## Exercise goal
Everything from the line with "wooden stool, which" down to the last line of the material below must be written out exactly. Leave out all other lines.
::::
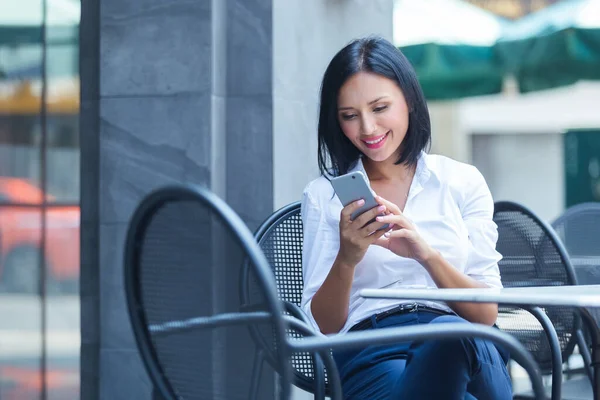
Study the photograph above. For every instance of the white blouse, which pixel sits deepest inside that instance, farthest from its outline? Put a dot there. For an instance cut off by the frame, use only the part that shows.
(451, 207)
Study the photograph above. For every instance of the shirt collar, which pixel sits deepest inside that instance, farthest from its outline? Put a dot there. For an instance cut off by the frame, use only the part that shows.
(425, 169)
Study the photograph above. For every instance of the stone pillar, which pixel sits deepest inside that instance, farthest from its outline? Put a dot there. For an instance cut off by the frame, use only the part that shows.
(172, 92)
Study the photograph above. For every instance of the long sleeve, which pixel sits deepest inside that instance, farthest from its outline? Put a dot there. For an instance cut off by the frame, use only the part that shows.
(317, 252)
(477, 211)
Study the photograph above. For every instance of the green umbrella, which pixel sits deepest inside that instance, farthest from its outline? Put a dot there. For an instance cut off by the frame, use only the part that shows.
(450, 44)
(21, 21)
(554, 47)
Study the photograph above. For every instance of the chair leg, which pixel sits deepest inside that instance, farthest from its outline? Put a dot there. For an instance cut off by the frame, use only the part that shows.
(256, 372)
(585, 354)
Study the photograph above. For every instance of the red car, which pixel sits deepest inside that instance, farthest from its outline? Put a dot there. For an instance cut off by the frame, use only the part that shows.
(21, 234)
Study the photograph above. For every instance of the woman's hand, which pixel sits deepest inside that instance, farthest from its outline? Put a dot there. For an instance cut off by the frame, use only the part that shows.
(402, 239)
(357, 235)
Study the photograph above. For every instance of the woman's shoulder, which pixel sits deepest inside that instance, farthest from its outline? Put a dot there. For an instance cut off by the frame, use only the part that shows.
(318, 189)
(453, 172)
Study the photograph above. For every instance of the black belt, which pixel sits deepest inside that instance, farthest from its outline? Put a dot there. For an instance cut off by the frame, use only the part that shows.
(399, 310)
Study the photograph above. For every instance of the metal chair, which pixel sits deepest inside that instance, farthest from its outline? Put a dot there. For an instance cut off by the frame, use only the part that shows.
(280, 237)
(534, 256)
(579, 230)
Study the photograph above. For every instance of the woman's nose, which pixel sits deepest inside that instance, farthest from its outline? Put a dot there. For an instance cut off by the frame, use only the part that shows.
(368, 126)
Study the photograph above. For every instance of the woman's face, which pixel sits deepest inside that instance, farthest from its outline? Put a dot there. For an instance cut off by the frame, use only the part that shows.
(373, 114)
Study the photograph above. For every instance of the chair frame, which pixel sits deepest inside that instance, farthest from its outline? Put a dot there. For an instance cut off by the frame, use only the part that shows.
(580, 314)
(316, 389)
(274, 309)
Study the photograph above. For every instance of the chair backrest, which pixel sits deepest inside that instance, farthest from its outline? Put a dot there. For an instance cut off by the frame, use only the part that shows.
(533, 256)
(280, 238)
(579, 230)
(183, 245)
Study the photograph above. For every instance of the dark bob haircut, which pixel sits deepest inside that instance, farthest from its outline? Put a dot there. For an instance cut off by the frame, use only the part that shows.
(375, 55)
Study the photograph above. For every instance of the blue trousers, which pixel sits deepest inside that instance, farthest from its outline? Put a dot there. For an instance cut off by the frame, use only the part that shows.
(456, 369)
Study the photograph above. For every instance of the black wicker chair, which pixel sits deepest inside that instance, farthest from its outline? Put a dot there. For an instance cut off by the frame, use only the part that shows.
(579, 230)
(534, 256)
(280, 238)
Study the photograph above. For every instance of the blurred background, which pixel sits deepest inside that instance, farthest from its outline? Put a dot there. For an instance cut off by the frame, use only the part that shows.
(511, 86)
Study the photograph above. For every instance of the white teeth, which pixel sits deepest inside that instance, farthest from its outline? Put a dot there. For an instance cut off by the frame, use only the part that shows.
(375, 141)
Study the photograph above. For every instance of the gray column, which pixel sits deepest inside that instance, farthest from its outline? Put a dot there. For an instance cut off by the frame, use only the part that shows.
(172, 92)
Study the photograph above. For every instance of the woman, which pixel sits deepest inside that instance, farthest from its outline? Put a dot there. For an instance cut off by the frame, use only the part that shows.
(373, 118)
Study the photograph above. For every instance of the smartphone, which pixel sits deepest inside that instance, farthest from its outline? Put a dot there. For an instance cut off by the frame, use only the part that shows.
(352, 187)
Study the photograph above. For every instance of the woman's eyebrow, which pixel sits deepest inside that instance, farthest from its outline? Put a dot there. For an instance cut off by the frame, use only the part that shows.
(371, 102)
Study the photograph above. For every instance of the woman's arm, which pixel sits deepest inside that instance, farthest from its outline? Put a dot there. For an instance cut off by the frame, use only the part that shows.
(446, 276)
(406, 242)
(329, 305)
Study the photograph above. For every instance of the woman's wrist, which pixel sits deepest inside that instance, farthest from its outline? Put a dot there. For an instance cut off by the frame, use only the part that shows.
(430, 259)
(343, 263)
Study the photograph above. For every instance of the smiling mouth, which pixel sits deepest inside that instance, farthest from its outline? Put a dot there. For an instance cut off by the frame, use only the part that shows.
(376, 143)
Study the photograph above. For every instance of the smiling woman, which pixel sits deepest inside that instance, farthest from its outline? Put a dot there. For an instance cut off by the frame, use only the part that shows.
(374, 119)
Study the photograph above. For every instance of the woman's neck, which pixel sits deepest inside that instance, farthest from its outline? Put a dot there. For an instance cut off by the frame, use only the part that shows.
(387, 170)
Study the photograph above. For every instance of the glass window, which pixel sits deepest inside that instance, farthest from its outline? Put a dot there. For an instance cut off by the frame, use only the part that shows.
(39, 199)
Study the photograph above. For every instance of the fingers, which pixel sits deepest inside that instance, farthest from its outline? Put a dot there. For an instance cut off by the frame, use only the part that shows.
(397, 219)
(365, 218)
(347, 211)
(401, 233)
(373, 227)
(378, 236)
(388, 205)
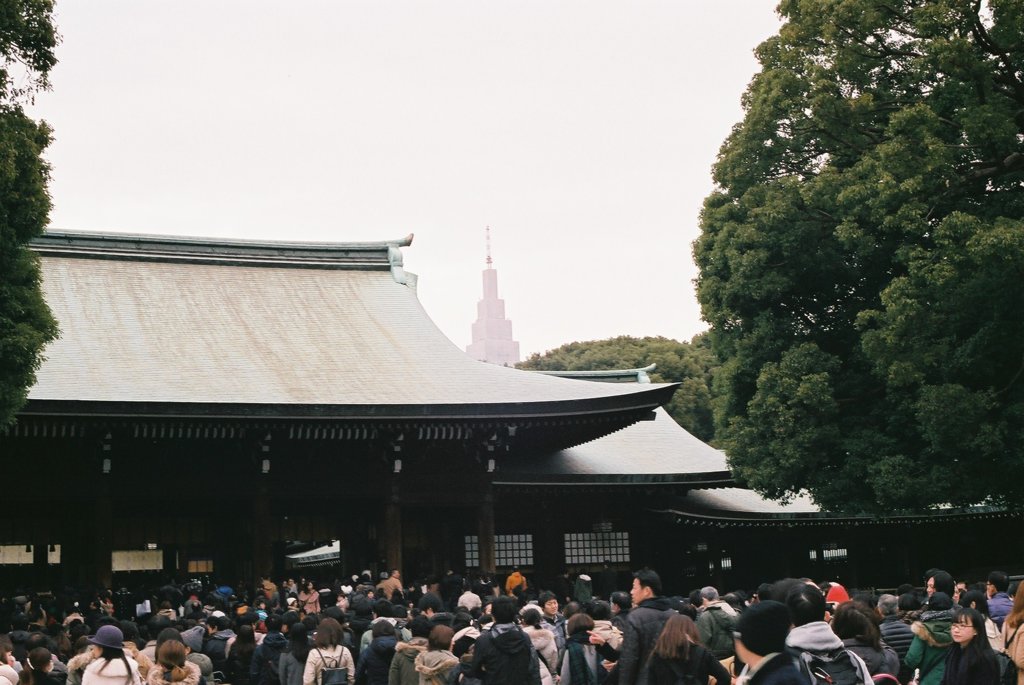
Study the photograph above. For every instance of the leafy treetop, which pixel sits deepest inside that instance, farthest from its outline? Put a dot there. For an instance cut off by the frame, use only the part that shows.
(861, 260)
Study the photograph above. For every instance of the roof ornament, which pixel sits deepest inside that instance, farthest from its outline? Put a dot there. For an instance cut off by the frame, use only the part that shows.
(394, 259)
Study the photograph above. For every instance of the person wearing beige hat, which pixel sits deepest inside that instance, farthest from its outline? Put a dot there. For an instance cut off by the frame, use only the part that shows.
(112, 666)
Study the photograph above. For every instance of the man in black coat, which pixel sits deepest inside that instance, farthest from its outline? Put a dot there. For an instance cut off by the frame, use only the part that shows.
(504, 654)
(643, 625)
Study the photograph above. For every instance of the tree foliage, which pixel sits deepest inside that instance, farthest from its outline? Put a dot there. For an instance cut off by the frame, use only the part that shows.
(861, 260)
(688, 364)
(28, 39)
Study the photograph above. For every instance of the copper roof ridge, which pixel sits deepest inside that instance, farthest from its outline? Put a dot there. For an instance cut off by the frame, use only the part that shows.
(101, 245)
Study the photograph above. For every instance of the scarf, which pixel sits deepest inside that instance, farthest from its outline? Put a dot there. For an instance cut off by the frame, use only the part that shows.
(579, 671)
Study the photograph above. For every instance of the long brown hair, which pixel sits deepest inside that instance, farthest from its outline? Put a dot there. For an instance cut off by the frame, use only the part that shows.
(1016, 615)
(679, 633)
(328, 634)
(36, 662)
(171, 657)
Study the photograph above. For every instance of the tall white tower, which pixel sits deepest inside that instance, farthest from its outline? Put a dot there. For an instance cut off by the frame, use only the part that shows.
(492, 332)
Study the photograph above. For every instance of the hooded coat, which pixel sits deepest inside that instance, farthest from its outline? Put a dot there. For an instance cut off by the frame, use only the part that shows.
(931, 643)
(878, 660)
(716, 624)
(160, 677)
(375, 660)
(402, 671)
(265, 667)
(435, 667)
(544, 642)
(645, 624)
(505, 655)
(817, 638)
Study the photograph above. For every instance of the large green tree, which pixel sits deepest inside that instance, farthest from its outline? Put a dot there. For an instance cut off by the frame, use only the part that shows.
(862, 258)
(691, 365)
(28, 39)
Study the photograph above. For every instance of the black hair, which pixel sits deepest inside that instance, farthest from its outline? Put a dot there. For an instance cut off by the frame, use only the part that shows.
(977, 598)
(806, 604)
(649, 579)
(943, 583)
(530, 616)
(908, 601)
(978, 650)
(166, 635)
(382, 629)
(940, 601)
(504, 609)
(430, 601)
(599, 610)
(420, 627)
(382, 608)
(999, 581)
(298, 642)
(622, 600)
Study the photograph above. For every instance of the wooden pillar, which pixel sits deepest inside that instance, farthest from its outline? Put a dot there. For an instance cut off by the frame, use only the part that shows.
(486, 531)
(40, 558)
(262, 552)
(392, 528)
(103, 543)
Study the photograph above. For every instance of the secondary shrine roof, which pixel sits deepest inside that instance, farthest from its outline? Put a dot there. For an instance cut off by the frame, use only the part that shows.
(648, 452)
(336, 328)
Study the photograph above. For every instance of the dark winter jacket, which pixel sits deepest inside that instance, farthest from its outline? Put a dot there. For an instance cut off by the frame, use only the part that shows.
(998, 607)
(402, 671)
(779, 670)
(931, 643)
(505, 655)
(216, 648)
(701, 664)
(897, 635)
(265, 667)
(375, 661)
(643, 626)
(716, 624)
(877, 660)
(962, 671)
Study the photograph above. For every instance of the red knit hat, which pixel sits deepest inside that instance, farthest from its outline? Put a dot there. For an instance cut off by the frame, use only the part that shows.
(837, 594)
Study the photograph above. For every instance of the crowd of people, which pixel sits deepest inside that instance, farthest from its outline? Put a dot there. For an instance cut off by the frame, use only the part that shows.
(453, 630)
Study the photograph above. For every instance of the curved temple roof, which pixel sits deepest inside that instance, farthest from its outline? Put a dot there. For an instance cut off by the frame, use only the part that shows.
(648, 452)
(168, 322)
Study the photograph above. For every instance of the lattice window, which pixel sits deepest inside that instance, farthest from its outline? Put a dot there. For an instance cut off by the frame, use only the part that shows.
(122, 560)
(593, 548)
(25, 554)
(15, 554)
(512, 550)
(201, 565)
(472, 552)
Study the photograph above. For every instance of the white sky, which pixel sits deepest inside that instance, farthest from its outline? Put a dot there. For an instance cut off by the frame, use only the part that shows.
(581, 131)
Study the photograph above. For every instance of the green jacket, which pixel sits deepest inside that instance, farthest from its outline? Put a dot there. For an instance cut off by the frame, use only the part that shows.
(931, 642)
(716, 625)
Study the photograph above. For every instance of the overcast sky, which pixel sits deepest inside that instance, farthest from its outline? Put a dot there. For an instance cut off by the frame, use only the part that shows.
(582, 132)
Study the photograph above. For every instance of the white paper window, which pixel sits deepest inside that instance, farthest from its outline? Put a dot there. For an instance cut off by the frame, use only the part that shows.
(593, 548)
(125, 560)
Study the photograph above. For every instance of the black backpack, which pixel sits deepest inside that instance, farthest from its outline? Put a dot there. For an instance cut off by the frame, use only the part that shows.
(269, 672)
(840, 667)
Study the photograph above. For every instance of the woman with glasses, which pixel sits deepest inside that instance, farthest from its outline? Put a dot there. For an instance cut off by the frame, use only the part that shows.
(971, 659)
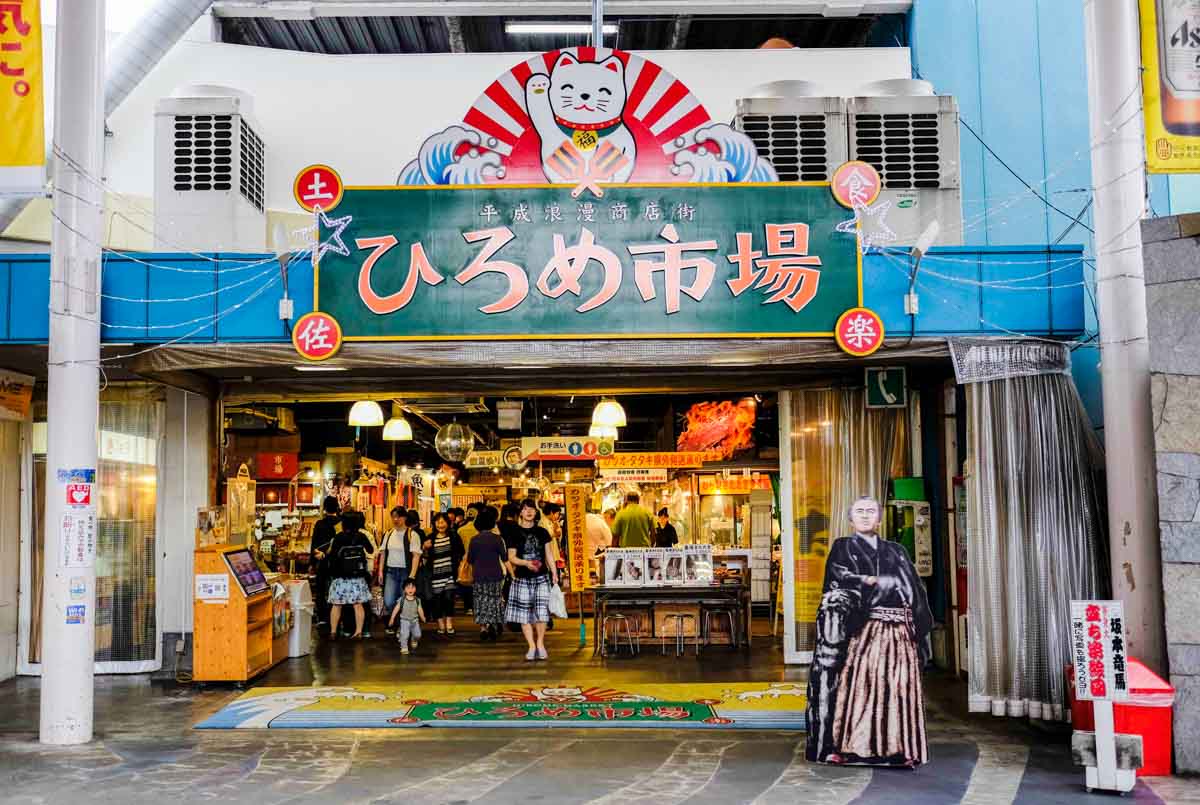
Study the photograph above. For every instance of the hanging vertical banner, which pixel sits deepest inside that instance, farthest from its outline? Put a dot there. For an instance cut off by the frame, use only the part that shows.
(576, 498)
(22, 136)
(1170, 82)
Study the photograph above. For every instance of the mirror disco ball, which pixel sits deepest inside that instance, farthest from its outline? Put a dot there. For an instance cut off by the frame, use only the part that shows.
(454, 442)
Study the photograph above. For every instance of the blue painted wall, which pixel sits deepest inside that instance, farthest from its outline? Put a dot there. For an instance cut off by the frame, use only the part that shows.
(155, 298)
(1019, 71)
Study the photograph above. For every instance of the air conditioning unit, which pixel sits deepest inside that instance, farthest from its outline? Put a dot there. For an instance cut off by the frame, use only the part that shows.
(802, 136)
(910, 134)
(210, 172)
(913, 142)
(261, 419)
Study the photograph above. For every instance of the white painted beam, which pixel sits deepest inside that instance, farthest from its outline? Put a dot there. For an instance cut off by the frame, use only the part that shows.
(313, 8)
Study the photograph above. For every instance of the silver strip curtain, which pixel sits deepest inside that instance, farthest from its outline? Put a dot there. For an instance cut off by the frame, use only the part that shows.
(1036, 539)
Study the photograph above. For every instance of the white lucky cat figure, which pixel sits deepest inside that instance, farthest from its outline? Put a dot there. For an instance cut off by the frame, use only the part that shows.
(582, 103)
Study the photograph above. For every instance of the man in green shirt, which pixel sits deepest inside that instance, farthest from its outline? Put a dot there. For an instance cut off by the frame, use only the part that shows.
(631, 529)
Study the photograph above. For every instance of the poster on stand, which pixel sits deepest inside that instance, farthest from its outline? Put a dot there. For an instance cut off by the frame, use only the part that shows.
(672, 562)
(655, 568)
(615, 568)
(634, 566)
(697, 564)
(865, 701)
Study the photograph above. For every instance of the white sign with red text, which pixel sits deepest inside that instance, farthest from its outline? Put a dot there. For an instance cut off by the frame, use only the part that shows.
(1098, 649)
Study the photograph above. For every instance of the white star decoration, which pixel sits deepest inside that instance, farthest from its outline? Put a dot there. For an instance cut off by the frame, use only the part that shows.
(882, 234)
(333, 242)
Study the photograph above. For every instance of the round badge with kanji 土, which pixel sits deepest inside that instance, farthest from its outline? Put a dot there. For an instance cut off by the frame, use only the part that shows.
(318, 187)
(317, 336)
(856, 184)
(859, 331)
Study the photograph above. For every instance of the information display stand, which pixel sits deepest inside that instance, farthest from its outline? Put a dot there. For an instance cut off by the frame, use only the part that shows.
(233, 617)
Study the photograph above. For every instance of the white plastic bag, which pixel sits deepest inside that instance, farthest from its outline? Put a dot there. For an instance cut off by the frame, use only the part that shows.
(557, 602)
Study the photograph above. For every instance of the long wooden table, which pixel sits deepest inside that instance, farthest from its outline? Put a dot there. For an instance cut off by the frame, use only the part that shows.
(736, 594)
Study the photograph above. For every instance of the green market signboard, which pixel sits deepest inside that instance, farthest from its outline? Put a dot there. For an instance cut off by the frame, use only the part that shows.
(642, 260)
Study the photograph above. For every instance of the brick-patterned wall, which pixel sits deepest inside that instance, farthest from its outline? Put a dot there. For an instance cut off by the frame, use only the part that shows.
(1173, 299)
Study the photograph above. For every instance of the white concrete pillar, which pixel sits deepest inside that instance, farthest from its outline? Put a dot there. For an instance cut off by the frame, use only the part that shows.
(1119, 178)
(69, 599)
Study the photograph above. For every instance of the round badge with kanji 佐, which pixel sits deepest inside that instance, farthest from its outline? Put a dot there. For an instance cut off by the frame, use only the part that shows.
(318, 187)
(856, 184)
(859, 331)
(317, 336)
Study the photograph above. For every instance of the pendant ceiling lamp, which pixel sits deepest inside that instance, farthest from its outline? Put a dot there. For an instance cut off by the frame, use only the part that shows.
(603, 432)
(366, 413)
(397, 427)
(454, 442)
(609, 413)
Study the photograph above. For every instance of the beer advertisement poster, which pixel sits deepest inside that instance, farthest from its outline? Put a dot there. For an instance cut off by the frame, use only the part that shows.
(1170, 61)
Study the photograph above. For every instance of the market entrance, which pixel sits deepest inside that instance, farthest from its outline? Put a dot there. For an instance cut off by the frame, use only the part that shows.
(703, 469)
(696, 572)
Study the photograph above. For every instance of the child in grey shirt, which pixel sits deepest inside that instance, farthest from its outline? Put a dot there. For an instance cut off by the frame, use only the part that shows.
(411, 614)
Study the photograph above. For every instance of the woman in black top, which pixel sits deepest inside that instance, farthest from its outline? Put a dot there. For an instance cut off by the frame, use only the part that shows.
(444, 556)
(533, 557)
(349, 570)
(666, 536)
(323, 534)
(487, 556)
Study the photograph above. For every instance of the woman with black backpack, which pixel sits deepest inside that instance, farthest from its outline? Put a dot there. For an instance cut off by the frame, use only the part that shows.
(349, 569)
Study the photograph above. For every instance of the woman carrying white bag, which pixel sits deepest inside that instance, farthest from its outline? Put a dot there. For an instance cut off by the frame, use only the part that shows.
(533, 557)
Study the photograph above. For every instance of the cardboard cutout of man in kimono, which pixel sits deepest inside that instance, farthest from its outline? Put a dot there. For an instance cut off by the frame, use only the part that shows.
(865, 700)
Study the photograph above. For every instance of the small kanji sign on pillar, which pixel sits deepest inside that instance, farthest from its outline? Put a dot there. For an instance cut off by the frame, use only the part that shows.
(856, 185)
(318, 187)
(859, 331)
(317, 336)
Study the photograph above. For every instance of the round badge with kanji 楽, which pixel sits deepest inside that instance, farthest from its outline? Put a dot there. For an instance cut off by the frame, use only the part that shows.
(859, 331)
(318, 187)
(856, 184)
(317, 336)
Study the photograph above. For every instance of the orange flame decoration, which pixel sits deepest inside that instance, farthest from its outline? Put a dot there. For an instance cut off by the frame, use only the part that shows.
(721, 427)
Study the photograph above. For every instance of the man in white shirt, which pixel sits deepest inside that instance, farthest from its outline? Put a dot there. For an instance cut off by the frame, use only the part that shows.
(597, 534)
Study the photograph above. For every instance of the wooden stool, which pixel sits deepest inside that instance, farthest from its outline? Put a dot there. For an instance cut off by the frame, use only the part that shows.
(679, 619)
(721, 611)
(619, 622)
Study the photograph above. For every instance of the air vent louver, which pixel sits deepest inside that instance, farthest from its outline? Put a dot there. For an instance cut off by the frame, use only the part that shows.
(796, 145)
(251, 176)
(203, 152)
(904, 148)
::::
## Solution
Study the photograph above. For every instance of the wooden stool, which pixel sits deepest inside that instance, farthest from its outline? Put a dot there. For an instance cut off by the frame, use only the part that shows.
(679, 619)
(721, 611)
(619, 622)
Study the photograph above. For every instance of the air vent louver, which pixel sits deepest inside that instance, farthest from its outline? Put a dot there. For an instance cut off by the frame, use only the part that shows.
(796, 145)
(251, 176)
(203, 152)
(904, 148)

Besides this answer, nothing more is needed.